Records from a dataset
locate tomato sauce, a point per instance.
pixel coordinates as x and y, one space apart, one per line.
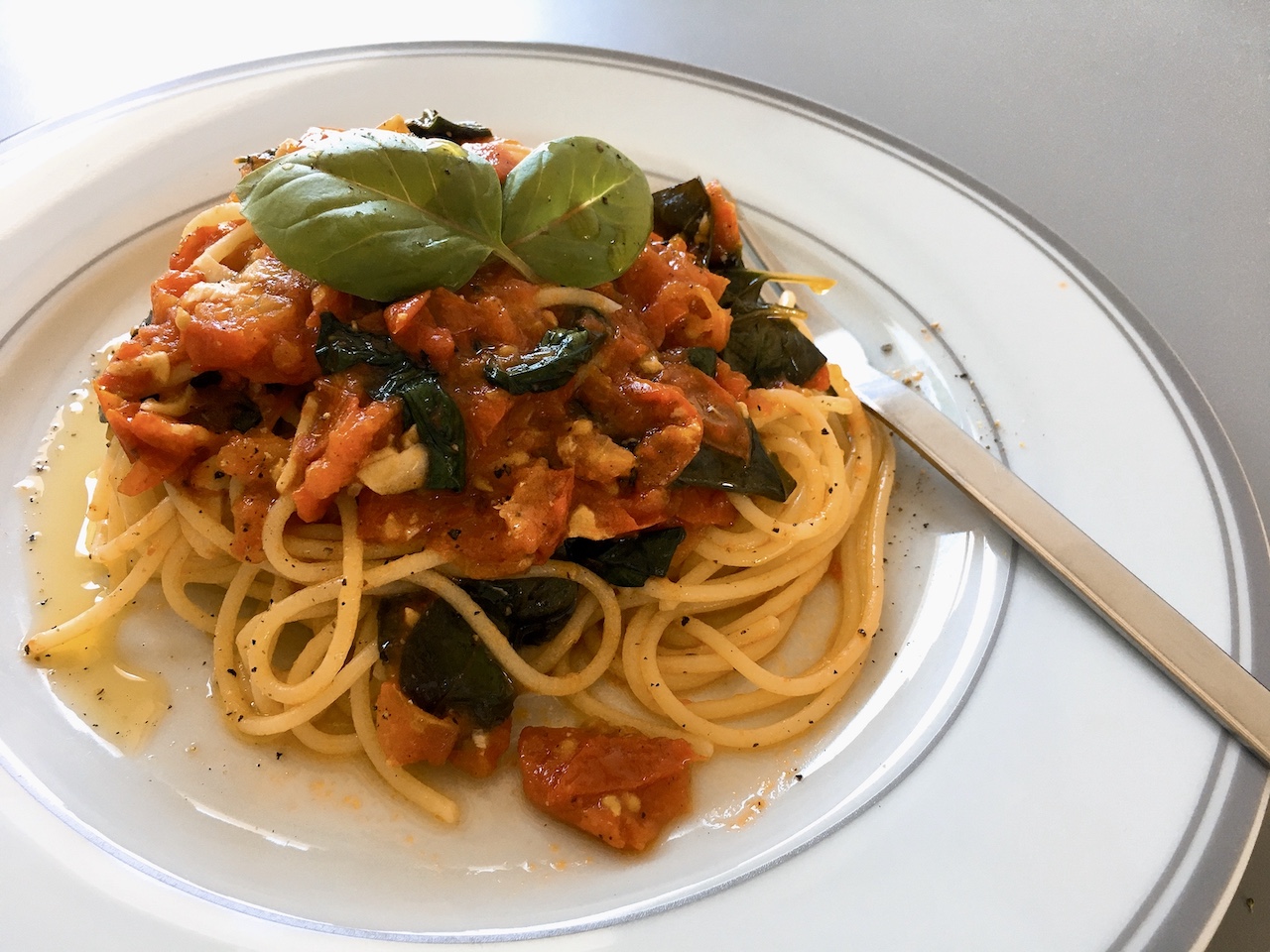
619 785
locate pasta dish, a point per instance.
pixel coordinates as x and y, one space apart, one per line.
423 420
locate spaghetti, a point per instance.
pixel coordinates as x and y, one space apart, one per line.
250 457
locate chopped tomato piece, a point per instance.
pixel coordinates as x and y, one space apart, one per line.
408 734
254 324
477 752
726 225
619 785
503 154
347 431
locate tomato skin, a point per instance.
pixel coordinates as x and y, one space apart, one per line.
481 761
619 785
408 734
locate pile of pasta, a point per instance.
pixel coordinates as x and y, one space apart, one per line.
703 654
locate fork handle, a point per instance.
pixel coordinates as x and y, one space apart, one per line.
1162 634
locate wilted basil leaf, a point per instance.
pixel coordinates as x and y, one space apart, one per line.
769 349
432 125
761 476
576 211
423 402
527 611
445 667
553 363
685 209
377 213
627 560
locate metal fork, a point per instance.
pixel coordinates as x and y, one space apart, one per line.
1214 679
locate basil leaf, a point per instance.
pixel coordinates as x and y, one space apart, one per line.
769 349
527 611
685 209
576 211
425 404
553 363
761 476
377 213
627 561
445 667
432 125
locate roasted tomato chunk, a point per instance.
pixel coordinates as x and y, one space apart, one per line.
620 785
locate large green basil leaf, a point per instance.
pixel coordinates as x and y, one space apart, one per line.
377 213
576 211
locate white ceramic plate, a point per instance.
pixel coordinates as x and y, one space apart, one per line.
1010 767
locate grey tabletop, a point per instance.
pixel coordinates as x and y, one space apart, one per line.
1138 132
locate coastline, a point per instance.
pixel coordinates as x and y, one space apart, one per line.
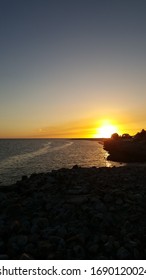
78 213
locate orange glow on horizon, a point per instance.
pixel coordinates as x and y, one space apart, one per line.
106 129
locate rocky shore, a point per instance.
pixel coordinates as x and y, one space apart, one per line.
78 213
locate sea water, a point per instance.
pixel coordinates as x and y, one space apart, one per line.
26 156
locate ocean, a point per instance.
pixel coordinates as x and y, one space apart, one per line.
20 157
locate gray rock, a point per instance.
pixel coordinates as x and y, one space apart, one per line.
4 257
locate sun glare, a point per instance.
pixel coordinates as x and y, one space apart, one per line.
105 131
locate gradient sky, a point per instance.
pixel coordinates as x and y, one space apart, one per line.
67 65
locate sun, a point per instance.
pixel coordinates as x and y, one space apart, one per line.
106 130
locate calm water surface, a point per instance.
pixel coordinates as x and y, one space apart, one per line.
26 156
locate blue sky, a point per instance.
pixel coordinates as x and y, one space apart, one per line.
67 65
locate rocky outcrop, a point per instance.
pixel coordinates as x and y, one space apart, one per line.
78 213
125 150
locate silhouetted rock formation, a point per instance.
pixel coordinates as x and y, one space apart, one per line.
78 213
127 148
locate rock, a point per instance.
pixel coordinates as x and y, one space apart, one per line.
4 257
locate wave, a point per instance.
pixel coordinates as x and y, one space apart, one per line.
22 158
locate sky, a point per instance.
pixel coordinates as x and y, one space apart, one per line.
66 66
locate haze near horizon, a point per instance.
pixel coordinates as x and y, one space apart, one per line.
68 66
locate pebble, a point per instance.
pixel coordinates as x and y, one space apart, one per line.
78 213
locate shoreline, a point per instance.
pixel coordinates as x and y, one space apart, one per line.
78 213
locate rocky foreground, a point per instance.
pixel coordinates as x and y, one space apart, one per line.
78 213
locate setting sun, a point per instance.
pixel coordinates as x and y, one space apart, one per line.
106 130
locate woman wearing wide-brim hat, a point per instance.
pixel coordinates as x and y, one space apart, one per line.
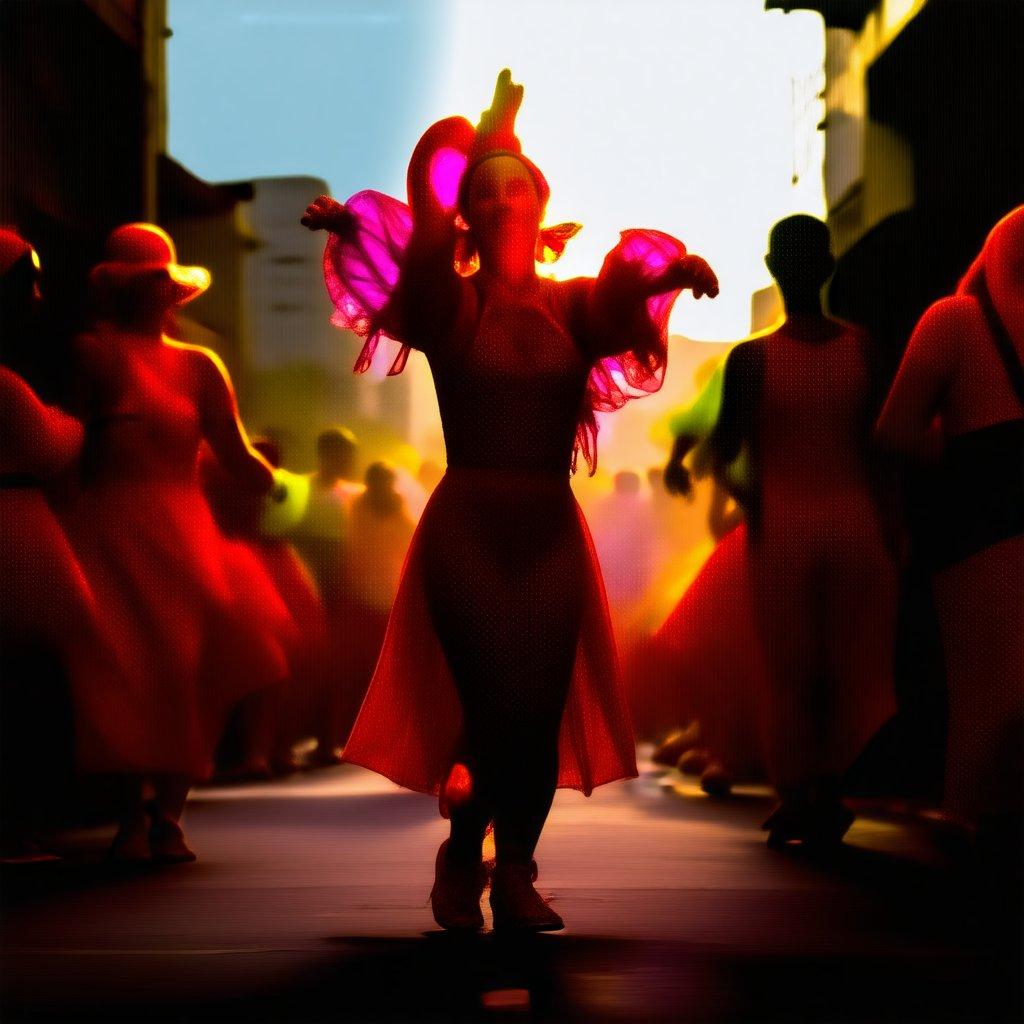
499 652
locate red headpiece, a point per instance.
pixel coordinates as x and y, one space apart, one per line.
136 250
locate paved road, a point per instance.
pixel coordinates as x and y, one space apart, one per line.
309 903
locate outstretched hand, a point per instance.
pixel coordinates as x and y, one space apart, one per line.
695 273
329 215
500 117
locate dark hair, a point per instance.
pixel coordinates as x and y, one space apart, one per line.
336 439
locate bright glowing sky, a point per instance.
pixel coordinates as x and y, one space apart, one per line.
669 114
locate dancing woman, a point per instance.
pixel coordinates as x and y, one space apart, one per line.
499 653
189 642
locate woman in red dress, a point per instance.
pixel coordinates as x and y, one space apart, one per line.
47 612
822 579
164 577
958 396
499 652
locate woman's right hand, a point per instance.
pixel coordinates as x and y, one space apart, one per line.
677 479
329 215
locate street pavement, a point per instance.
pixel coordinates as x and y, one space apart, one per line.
309 903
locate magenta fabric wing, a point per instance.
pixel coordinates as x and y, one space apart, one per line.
641 255
361 270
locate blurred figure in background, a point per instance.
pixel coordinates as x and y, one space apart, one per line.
259 734
958 399
321 539
823 579
146 538
321 535
708 648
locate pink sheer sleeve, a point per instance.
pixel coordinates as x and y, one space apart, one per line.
626 329
361 270
394 275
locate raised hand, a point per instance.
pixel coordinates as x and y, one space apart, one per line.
694 272
677 479
500 117
329 215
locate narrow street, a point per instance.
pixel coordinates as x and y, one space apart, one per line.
309 903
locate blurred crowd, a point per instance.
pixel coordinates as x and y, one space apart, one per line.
177 604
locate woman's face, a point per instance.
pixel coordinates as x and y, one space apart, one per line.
503 201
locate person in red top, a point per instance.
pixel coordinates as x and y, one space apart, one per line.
958 398
47 611
822 579
499 652
162 572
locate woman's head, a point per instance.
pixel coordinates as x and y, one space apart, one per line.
502 203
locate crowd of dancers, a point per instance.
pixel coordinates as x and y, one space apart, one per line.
152 576
207 609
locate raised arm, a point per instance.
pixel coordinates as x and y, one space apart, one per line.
429 293
390 267
644 265
908 423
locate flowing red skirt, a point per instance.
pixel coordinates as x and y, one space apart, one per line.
411 723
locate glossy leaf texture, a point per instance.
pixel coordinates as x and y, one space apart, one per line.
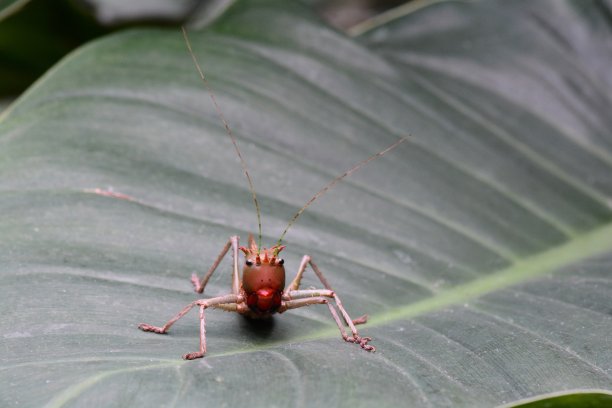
481 248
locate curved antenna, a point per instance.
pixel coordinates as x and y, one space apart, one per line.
336 180
227 129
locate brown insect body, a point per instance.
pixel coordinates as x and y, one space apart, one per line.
263 279
261 290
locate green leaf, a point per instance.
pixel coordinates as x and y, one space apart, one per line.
567 400
481 248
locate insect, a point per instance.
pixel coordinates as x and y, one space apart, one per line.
260 292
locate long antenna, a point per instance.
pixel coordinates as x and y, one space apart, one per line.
227 129
336 180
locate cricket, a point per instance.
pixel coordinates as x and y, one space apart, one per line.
260 291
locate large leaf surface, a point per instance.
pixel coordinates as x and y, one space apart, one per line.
481 248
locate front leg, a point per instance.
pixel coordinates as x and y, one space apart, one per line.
292 292
227 302
200 284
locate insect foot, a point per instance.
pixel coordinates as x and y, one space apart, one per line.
363 342
154 329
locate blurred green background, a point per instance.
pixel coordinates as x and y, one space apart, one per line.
35 34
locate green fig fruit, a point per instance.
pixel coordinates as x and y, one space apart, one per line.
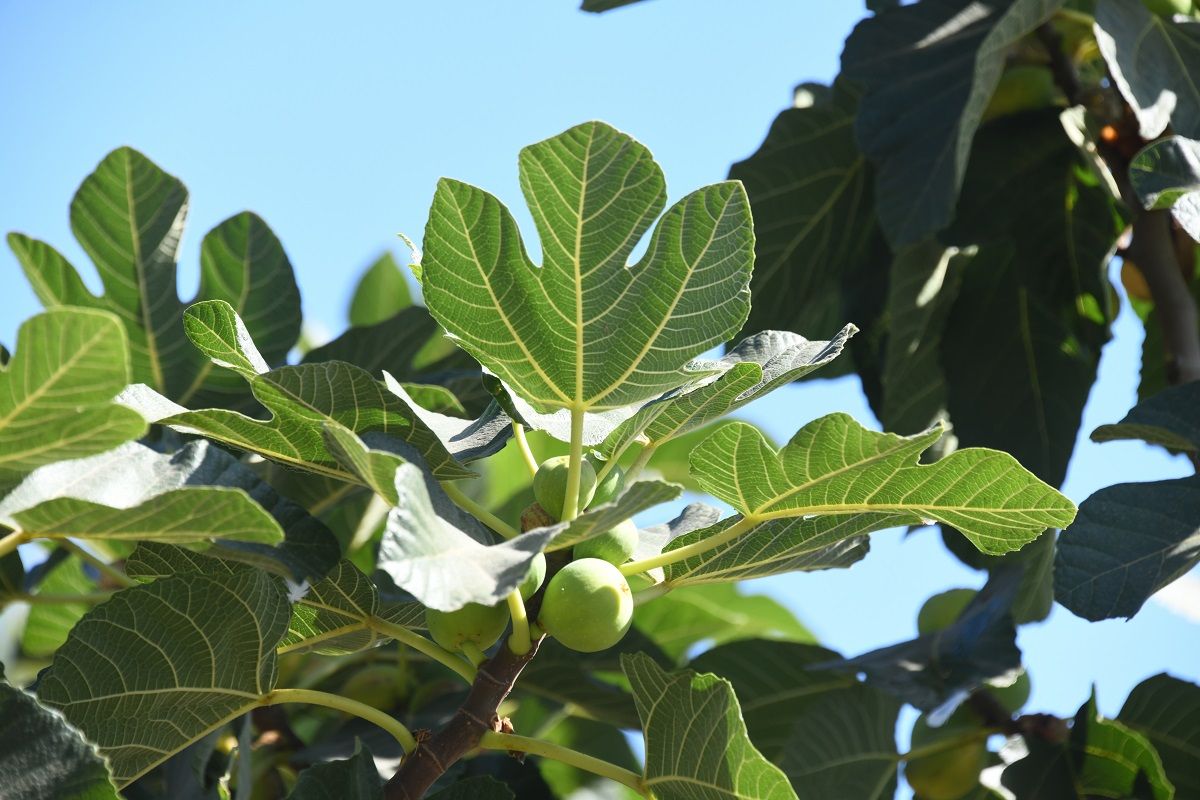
587 606
550 485
942 609
534 577
481 625
613 546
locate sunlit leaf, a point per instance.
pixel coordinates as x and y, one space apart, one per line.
1151 59
583 331
42 756
696 744
832 735
161 665
57 391
835 467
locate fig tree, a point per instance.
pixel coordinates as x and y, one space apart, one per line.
375 685
942 609
481 625
534 577
613 546
610 487
587 606
550 485
952 773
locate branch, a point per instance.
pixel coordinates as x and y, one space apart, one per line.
466 729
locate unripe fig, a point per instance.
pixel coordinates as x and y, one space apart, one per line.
587 606
481 625
610 487
613 546
550 485
534 577
942 609
375 685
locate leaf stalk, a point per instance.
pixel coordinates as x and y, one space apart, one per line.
514 743
310 697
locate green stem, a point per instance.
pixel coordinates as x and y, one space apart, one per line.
102 566
639 464
473 653
511 741
520 641
695 548
57 600
425 647
523 446
346 704
9 543
571 501
481 513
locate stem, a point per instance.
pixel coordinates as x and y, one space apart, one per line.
466 728
473 654
346 704
688 551
54 600
9 543
102 566
481 513
511 741
523 446
571 501
635 469
424 645
520 639
651 593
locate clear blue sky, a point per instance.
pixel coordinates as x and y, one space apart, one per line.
334 121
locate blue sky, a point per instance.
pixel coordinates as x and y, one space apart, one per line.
335 120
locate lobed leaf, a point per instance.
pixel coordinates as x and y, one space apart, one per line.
129 217
759 365
1165 174
835 467
43 756
583 331
160 666
918 131
832 735
1151 59
57 391
1167 711
1129 541
696 744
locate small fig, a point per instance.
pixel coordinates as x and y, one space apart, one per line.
613 546
587 606
610 487
550 485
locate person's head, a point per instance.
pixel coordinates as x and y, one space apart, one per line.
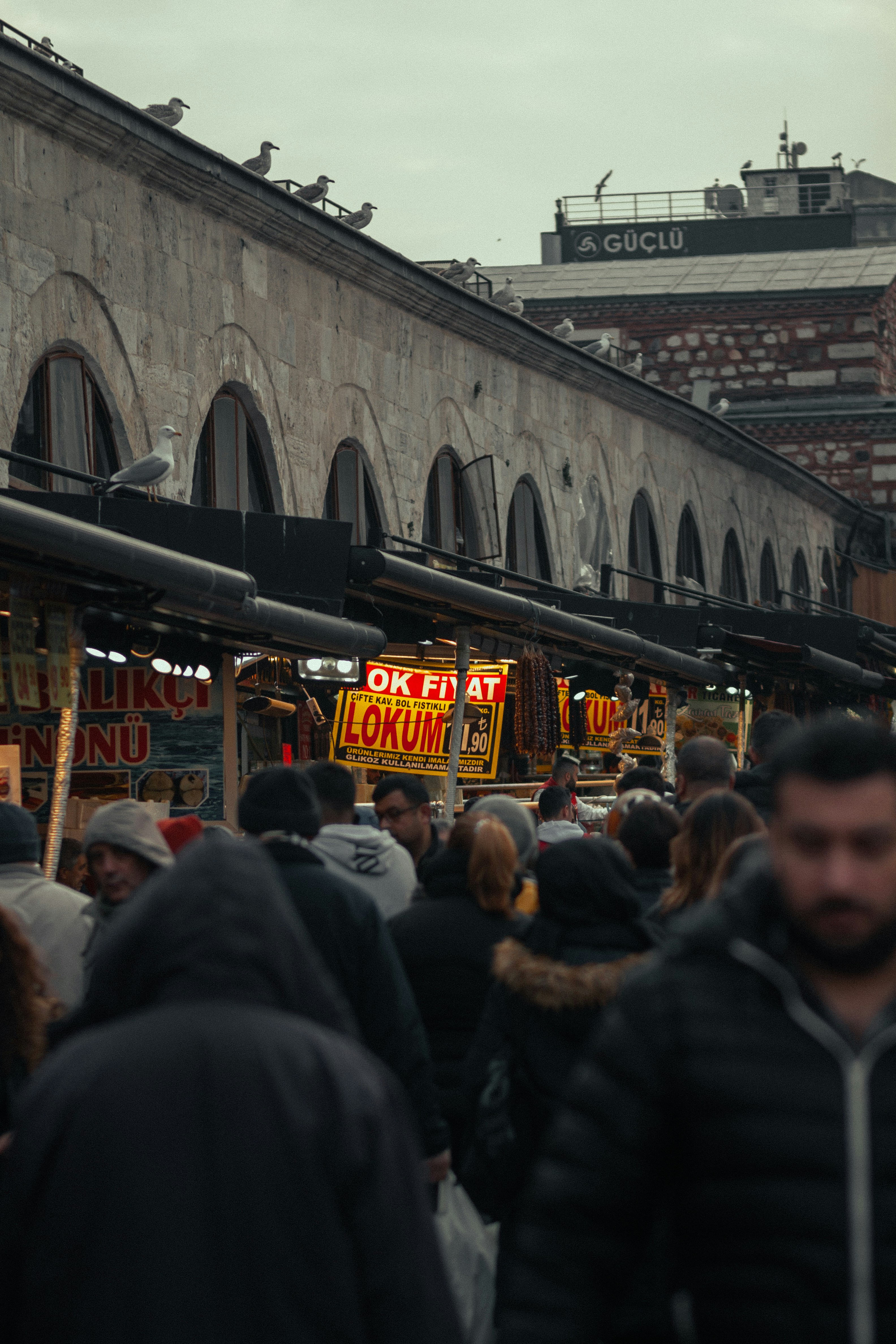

- GIVEN PROBLEM -
Gather each line of the listing above that contains the string "fork". Case counts.

- THE OUTPUT -
locate fork handle, a point per instance.
locate metal fork, a point per instance.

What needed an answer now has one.